### Problem description
Your task is to transcribe all the entries exactly, excluding pictures.

### Given data
┌────────
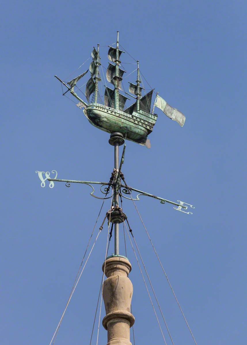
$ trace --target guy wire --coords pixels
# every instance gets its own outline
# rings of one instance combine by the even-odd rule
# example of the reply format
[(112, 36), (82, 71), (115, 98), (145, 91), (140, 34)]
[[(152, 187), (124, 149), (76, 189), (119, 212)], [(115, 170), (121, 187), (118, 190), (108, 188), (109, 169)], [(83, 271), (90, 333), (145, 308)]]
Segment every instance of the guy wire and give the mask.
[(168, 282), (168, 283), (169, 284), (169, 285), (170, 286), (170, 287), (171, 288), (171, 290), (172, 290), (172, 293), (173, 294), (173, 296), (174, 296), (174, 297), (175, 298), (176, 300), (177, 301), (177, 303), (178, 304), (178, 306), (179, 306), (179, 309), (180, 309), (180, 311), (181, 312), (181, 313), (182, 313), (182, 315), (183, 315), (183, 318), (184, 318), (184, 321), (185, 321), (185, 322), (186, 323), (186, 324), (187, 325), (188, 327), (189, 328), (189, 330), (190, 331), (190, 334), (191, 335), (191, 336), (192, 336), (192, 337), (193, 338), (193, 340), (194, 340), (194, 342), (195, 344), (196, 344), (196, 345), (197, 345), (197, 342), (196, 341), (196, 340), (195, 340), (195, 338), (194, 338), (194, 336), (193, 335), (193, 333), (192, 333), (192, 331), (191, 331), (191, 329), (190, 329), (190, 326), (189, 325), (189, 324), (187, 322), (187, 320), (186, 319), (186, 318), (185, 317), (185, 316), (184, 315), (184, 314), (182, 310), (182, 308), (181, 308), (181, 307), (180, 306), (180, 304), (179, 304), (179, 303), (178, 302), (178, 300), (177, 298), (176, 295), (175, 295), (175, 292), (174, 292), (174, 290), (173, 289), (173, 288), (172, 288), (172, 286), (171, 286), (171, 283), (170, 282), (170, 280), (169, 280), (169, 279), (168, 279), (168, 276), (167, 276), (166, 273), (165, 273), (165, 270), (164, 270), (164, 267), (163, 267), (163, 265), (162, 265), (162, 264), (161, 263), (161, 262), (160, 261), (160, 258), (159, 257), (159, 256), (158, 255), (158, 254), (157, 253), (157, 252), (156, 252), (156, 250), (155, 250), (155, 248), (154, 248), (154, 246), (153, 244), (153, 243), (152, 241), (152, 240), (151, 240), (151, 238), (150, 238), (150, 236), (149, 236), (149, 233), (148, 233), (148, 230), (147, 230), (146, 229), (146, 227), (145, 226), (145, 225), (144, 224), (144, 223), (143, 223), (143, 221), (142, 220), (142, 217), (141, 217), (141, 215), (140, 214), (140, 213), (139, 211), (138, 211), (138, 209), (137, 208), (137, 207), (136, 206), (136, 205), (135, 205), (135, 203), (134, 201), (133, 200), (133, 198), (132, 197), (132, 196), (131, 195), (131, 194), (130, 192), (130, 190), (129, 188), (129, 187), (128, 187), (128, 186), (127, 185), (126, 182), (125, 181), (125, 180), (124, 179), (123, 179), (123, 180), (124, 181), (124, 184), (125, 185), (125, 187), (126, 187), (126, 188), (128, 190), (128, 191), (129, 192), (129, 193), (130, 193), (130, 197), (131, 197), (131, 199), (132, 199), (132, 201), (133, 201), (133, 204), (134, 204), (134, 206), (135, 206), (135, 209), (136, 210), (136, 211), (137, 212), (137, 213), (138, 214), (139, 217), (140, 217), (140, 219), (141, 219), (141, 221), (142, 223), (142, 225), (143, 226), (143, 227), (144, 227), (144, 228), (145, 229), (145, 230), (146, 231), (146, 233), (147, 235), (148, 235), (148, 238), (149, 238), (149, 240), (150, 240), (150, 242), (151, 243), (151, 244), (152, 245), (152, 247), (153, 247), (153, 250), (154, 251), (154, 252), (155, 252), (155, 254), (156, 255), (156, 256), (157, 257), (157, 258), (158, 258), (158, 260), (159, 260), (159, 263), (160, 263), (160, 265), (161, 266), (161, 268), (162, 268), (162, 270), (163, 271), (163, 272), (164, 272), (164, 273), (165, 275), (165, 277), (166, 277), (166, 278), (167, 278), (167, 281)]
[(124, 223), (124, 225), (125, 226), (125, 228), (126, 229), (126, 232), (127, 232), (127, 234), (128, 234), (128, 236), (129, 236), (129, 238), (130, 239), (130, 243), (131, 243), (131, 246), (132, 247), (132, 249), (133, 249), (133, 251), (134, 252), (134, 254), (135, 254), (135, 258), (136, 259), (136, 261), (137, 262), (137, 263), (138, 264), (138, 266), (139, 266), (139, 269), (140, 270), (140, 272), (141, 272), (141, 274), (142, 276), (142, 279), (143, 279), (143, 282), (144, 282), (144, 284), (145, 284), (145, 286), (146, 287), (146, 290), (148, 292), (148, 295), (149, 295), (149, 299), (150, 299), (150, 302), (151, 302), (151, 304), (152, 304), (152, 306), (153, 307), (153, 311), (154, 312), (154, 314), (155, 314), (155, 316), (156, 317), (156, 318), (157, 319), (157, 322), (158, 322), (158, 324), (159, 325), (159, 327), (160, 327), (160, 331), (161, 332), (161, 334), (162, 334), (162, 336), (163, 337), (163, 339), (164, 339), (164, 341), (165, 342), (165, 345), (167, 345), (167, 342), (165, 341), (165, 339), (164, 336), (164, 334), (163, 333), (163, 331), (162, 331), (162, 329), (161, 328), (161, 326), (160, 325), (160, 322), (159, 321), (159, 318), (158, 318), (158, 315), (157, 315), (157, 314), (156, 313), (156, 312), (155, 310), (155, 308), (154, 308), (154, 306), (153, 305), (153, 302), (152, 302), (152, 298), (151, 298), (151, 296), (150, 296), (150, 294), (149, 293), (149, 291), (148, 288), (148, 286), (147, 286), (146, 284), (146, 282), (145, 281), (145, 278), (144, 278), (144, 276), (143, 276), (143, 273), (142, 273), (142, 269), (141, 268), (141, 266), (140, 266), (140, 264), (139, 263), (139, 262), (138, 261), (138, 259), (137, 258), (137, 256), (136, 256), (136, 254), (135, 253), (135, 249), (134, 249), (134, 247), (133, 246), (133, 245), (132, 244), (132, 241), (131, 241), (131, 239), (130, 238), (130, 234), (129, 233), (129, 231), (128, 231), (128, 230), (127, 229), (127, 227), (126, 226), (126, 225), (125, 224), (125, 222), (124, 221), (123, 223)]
└────────
### Reply
$ trace --target guy wire --coords pixels
# every instance gets its own outline
# rings of one instance combine by the even-odd rule
# example of the reply format
[(112, 36), (82, 71), (115, 98), (145, 91), (140, 34)]
[[(152, 187), (124, 149), (76, 189), (119, 212)], [(115, 170), (121, 187), (118, 190), (108, 188), (109, 169)], [(83, 271), (90, 333), (145, 308)]]
Segment every instance of the guy wire and give the mask.
[(168, 282), (168, 283), (169, 284), (169, 285), (170, 286), (170, 287), (171, 288), (171, 290), (172, 290), (172, 293), (173, 294), (173, 296), (174, 296), (174, 297), (175, 298), (176, 300), (177, 301), (177, 303), (178, 304), (178, 306), (179, 306), (179, 309), (180, 309), (180, 311), (181, 312), (181, 313), (182, 313), (182, 315), (183, 315), (183, 318), (184, 318), (184, 321), (185, 321), (185, 322), (186, 323), (186, 324), (187, 325), (188, 327), (189, 328), (189, 330), (190, 331), (190, 334), (191, 335), (191, 336), (192, 336), (192, 337), (193, 338), (193, 340), (194, 340), (194, 342), (195, 344), (196, 344), (196, 345), (197, 345), (197, 342), (196, 341), (196, 340), (195, 340), (195, 338), (194, 338), (194, 336), (193, 335), (193, 333), (192, 333), (192, 331), (191, 331), (191, 329), (190, 329), (190, 326), (189, 325), (189, 324), (187, 322), (187, 320), (186, 319), (186, 318), (185, 317), (185, 316), (184, 315), (184, 314), (182, 310), (182, 308), (181, 308), (181, 307), (180, 306), (180, 304), (179, 304), (179, 303), (178, 302), (178, 300), (177, 298), (176, 295), (175, 295), (175, 292), (174, 292), (174, 290), (173, 289), (173, 288), (172, 288), (172, 286), (171, 286), (171, 283), (170, 282), (170, 280), (169, 280), (169, 279), (168, 279), (168, 276), (167, 276), (166, 273), (165, 273), (165, 270), (164, 270), (164, 267), (163, 267), (163, 265), (162, 265), (162, 264), (161, 263), (161, 262), (160, 261), (160, 258), (159, 257), (159, 256), (158, 255), (158, 254), (157, 253), (157, 252), (156, 252), (156, 250), (155, 250), (155, 248), (154, 248), (154, 246), (153, 244), (153, 243), (152, 241), (152, 240), (151, 240), (151, 238), (150, 238), (150, 236), (149, 236), (149, 233), (148, 233), (148, 230), (147, 230), (146, 229), (146, 227), (145, 226), (145, 225), (144, 224), (144, 223), (143, 223), (143, 221), (142, 220), (142, 217), (141, 217), (141, 215), (140, 214), (140, 213), (139, 211), (138, 211), (138, 209), (137, 208), (137, 207), (136, 206), (136, 205), (135, 205), (135, 203), (134, 201), (133, 200), (133, 198), (132, 197), (132, 196), (131, 195), (131, 194), (130, 192), (130, 190), (129, 188), (129, 187), (128, 187), (128, 186), (127, 185), (126, 182), (125, 181), (125, 180), (124, 179), (123, 179), (123, 180), (124, 181), (124, 184), (125, 185), (125, 187), (126, 187), (126, 188), (128, 190), (128, 191), (129, 192), (129, 193), (130, 193), (130, 197), (131, 197), (131, 199), (132, 199), (132, 201), (133, 201), (133, 204), (134, 204), (134, 206), (135, 206), (135, 209), (136, 210), (136, 211), (137, 212), (137, 213), (138, 214), (139, 217), (140, 217), (140, 219), (141, 219), (141, 221), (142, 223), (142, 225), (143, 226), (143, 227), (144, 227), (144, 228), (145, 229), (145, 230), (146, 231), (146, 233), (147, 235), (148, 235), (148, 238), (149, 238), (149, 240), (150, 240), (150, 242), (151, 243), (151, 244), (152, 245), (152, 247), (153, 247), (153, 250), (154, 251), (154, 252), (155, 252), (155, 254), (156, 255), (156, 256), (157, 257), (157, 258), (158, 258), (158, 260), (159, 260), (159, 263), (160, 263), (160, 265), (161, 266), (161, 268), (162, 268), (162, 270), (163, 271), (163, 272), (164, 272), (164, 273), (165, 275), (165, 277), (166, 277), (166, 278), (167, 278), (167, 281)]
[(124, 223), (124, 225), (125, 226), (125, 228), (126, 229), (126, 232), (127, 232), (127, 234), (128, 234), (128, 236), (129, 236), (129, 238), (130, 239), (130, 243), (131, 243), (131, 246), (132, 247), (132, 249), (133, 249), (133, 251), (134, 252), (134, 254), (135, 254), (135, 258), (136, 259), (136, 261), (137, 262), (137, 263), (138, 264), (138, 266), (139, 266), (139, 269), (140, 270), (140, 272), (141, 272), (141, 274), (142, 276), (142, 279), (143, 279), (143, 282), (144, 282), (144, 284), (145, 284), (145, 286), (146, 287), (146, 290), (148, 292), (148, 295), (149, 295), (149, 299), (150, 299), (150, 302), (151, 302), (151, 304), (152, 304), (152, 306), (153, 307), (153, 311), (154, 312), (154, 314), (155, 314), (155, 316), (156, 317), (156, 318), (157, 319), (157, 322), (158, 322), (158, 324), (159, 325), (159, 327), (160, 327), (160, 331), (161, 332), (161, 334), (162, 334), (162, 336), (163, 337), (163, 339), (164, 339), (164, 341), (165, 342), (165, 345), (167, 345), (167, 342), (165, 341), (165, 339), (164, 336), (164, 334), (163, 333), (163, 331), (162, 331), (162, 329), (161, 328), (161, 326), (160, 325), (160, 322), (159, 321), (159, 318), (158, 318), (158, 315), (157, 315), (157, 314), (156, 313), (156, 312), (155, 310), (155, 308), (154, 308), (154, 306), (153, 305), (153, 302), (152, 302), (152, 298), (151, 298), (151, 296), (150, 296), (150, 294), (149, 293), (149, 291), (148, 288), (148, 286), (147, 286), (146, 284), (146, 282), (145, 281), (145, 278), (144, 278), (144, 276), (143, 276), (143, 273), (142, 273), (142, 269), (141, 268), (141, 266), (140, 266), (140, 264), (139, 263), (139, 262), (138, 261), (138, 259), (137, 258), (137, 256), (136, 256), (136, 254), (135, 253), (135, 249), (134, 249), (134, 247), (133, 246), (133, 245), (132, 244), (132, 241), (131, 241), (131, 239), (130, 238), (130, 234), (129, 233), (129, 231), (128, 231), (128, 230), (127, 229), (127, 227), (126, 226), (126, 225), (125, 224), (125, 222), (124, 221), (123, 223)]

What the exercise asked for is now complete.